== Provided entries ==

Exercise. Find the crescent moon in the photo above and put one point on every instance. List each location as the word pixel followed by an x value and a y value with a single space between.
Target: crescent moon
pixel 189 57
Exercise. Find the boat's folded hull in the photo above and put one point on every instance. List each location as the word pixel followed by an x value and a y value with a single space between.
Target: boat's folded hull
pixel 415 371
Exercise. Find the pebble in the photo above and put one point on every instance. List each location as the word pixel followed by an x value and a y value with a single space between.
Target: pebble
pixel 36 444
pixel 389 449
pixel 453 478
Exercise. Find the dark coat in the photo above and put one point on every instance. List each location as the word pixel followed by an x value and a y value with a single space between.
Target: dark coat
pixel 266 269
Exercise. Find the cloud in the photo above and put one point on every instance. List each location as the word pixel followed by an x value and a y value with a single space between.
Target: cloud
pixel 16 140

===

Stated problem. Output every line of the records above verbatim, preserving their original order.

Exercise response.
Exercise. Find the crescent moon in the photo above and put one point on every instance. List each location as the word pixel followed by an x value and a y value with a single space between.
Target: crescent moon
pixel 189 57
Exercise. Find the boat's folded hull in the photo above and put one point on every instance. List each location as the word pixel followed by an x value and a y value with a single space between.
Target: boat's folded hull
pixel 415 371
Exercise. Find the pebble in the photo above and put one point on every instance. List each location as the word pixel followed by an x value and a y value with a single space between.
Target: pebble
pixel 36 444
pixel 389 449
pixel 453 478
Exercise. Find the dark coat in the photo above and put one point on every instance. List each location as the word pixel followed by an x value and a y value with a single space between.
Target: dark coat
pixel 266 269
Exercise. Find the cloud in the photo above and put one point on every instance. List each location as the word pixel followed by an x value and a y value with a single space between.
Target: cloud
pixel 16 140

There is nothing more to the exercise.